→ WHAT TO DO: Please reproduce the listing below word for word, from its start through the line containing "positive clicks: (164, 161) (157, 132)", inclusive. Leave the pictures out of your answer.

^^^^

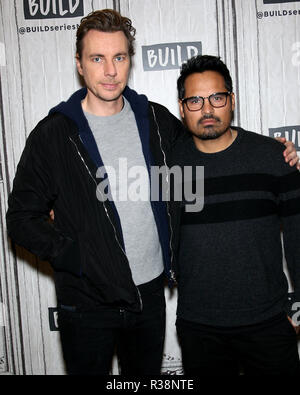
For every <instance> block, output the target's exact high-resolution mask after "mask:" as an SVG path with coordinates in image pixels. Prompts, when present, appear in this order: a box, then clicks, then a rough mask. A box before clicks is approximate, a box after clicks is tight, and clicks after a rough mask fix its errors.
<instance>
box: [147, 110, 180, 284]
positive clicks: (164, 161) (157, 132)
mask: <svg viewBox="0 0 300 395" xmlns="http://www.w3.org/2000/svg"><path fill="white" fill-rule="evenodd" d="M151 109H152V113H153V118H154V122H155V124H156V128H157V134H158V136H159V144H160V150H161V152H162V154H163V158H164V165H165V168H166V169H168V166H167V159H166V153H165V151H164V149H163V147H162V138H161V134H160V128H159V125H158V122H157V118H156V114H155V110H154V108H153V106H152V105H151ZM166 181H167V185H168V189H167V194H168V195H167V199H166V203H167V212H168V217H169V225H170V244H169V246H170V251H171V267H170V271H169V274H170V278H171V280H172V281H174V283H176V274H175V271H174V269H173V263H174V251H173V247H172V244H173V237H174V231H173V227H172V221H171V214H170V206H169V201H168V197H169V192H170V181H169V173H168V171H167V173H166Z"/></svg>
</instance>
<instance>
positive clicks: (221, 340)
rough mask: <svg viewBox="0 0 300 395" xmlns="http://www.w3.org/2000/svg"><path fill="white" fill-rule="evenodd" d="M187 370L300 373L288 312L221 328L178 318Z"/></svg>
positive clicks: (255, 373)
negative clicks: (236, 326) (248, 321)
mask: <svg viewBox="0 0 300 395" xmlns="http://www.w3.org/2000/svg"><path fill="white" fill-rule="evenodd" d="M176 326H177V333H178V337H179V341H180V345H181V350H182V362H183V368H184V372H185V374H187V375H192V376H237V375H239V374H240V372H241V371H242V373H243V374H244V375H250V376H263V375H288V376H294V375H299V374H300V365H299V355H298V350H297V336H296V332H295V330H294V328H293V327H292V325H291V324H290V322H289V321H288V319H287V316H286V314H280V316H277V317H274V318H273V319H272V320H268V322H265V323H262V324H258V325H251V326H249V327H240V328H236V329H232V328H230V329H225V328H223V329H221V328H215V327H210V326H206V325H200V324H197V323H191V322H187V321H184V320H180V319H178V320H177V323H176Z"/></svg>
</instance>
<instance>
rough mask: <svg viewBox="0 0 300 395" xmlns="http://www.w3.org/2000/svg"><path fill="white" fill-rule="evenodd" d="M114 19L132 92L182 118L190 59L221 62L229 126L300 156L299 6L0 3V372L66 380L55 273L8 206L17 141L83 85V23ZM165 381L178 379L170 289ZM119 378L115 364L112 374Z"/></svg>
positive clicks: (251, 1)
mask: <svg viewBox="0 0 300 395" xmlns="http://www.w3.org/2000/svg"><path fill="white" fill-rule="evenodd" d="M101 8H115V9H117V10H119V11H121V13H122V14H123V15H125V16H128V17H129V18H131V19H132V21H133V25H134V26H135V27H136V29H137V37H136V39H137V40H136V56H135V59H134V67H133V70H132V73H131V77H130V86H131V87H132V88H134V89H136V90H137V91H138V92H140V93H145V94H146V95H147V96H148V97H149V99H151V100H154V101H157V102H160V103H162V104H164V105H166V106H167V107H168V108H169V109H170V111H171V112H173V113H174V114H175V115H176V116H178V114H179V113H178V108H177V99H176V80H177V77H178V74H179V70H178V67H179V66H180V63H181V62H182V61H184V60H185V58H186V56H188V54H190V55H193V54H196V53H203V54H211V55H219V56H221V57H222V59H223V60H224V61H225V63H226V64H227V65H228V66H229V68H230V70H231V74H232V77H233V81H234V87H235V89H234V90H235V93H236V95H237V110H236V114H235V122H234V123H235V124H236V125H241V126H243V127H244V128H246V129H249V130H253V131H255V132H257V133H261V134H264V135H271V136H275V135H276V136H277V135H284V136H286V137H288V138H289V139H290V140H293V141H294V143H295V145H296V147H297V149H299V150H300V111H299V110H300V28H299V27H300V1H299V0H298V1H287V0H285V1H275V0H274V1H269V0H247V1H245V0H184V1H182V0H119V1H114V0H55V1H52V0H51V1H49V0H1V2H0V105H1V108H0V132H1V133H0V138H1V141H0V161H1V172H0V201H1V213H0V218H1V223H0V243H1V247H0V373H2V374H6V373H12V374H27V375H31V374H34V375H50V374H65V371H64V365H63V361H62V357H61V348H60V343H59V332H58V331H57V329H58V328H57V324H56V310H55V309H56V299H55V292H54V286H53V281H52V272H51V269H50V267H49V265H48V264H47V263H43V262H39V261H38V260H36V259H35V257H33V256H32V255H31V254H29V253H27V252H26V251H24V250H22V249H17V251H12V249H11V247H10V244H9V240H8V239H7V235H6V229H5V212H6V209H7V197H8V193H9V191H10V188H11V185H12V181H13V178H14V174H15V170H16V165H17V163H18V161H19V158H20V155H21V152H22V150H23V148H24V144H25V140H26V138H27V136H28V134H29V133H30V131H31V130H32V128H33V127H34V126H35V124H36V123H37V122H38V121H39V120H40V119H41V118H43V117H44V116H45V115H46V114H47V113H48V111H49V109H50V108H51V107H52V106H54V105H56V104H57V103H59V102H60V101H61V100H65V99H67V98H68V97H69V96H70V95H71V93H72V92H73V91H75V90H76V89H77V88H78V87H79V86H80V85H79V79H78V76H77V73H76V69H75V62H74V57H75V34H76V29H77V26H78V24H79V23H80V19H81V17H82V15H83V14H84V15H86V14H88V13H89V12H91V11H93V10H96V9H101ZM166 296H167V303H168V311H167V313H168V326H167V341H166V347H165V355H164V362H163V372H164V373H168V374H181V373H182V368H181V357H180V350H179V347H178V345H177V340H176V335H175V328H174V321H175V310H176V293H174V294H173V295H171V294H170V293H169V291H168V290H166ZM114 372H117V364H116V363H115V364H114Z"/></svg>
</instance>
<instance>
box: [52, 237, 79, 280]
mask: <svg viewBox="0 0 300 395" xmlns="http://www.w3.org/2000/svg"><path fill="white" fill-rule="evenodd" d="M81 257H82V248H81V243H80V241H79V239H78V240H77V241H74V240H72V239H69V238H68V239H66V243H65V246H64V248H63V249H62V251H61V252H60V254H59V255H58V256H57V257H56V258H54V259H53V260H51V262H50V263H51V265H52V267H53V269H54V270H55V271H57V272H68V273H71V274H73V275H75V276H77V277H81V276H82V262H81V261H82V259H81Z"/></svg>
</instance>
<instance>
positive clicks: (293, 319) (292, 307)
mask: <svg viewBox="0 0 300 395" xmlns="http://www.w3.org/2000/svg"><path fill="white" fill-rule="evenodd" d="M292 311H296V313H295V314H293V315H292V317H291V318H292V321H293V322H294V324H296V325H297V326H300V302H295V303H293V305H292Z"/></svg>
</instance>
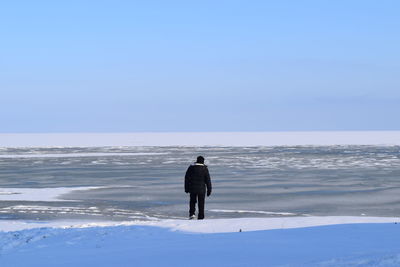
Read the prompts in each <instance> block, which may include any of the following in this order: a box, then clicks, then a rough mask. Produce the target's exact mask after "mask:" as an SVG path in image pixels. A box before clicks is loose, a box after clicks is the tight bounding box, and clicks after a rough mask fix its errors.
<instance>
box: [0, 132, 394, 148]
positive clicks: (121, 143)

^^^^

→ REPLY:
For every <instance> block, output the target's exact high-resolution mask after "mask:" as an SVG path with coordinates in image pixels. Prompts, when present, appear in this order: a box, then clicks, then a rough mask. A box before clicks is approximate, a box after clicks is tight, and clicks after a rough mask fix its errors.
<instance>
box: [147, 110, 180, 284]
positive clicks: (164, 161) (157, 132)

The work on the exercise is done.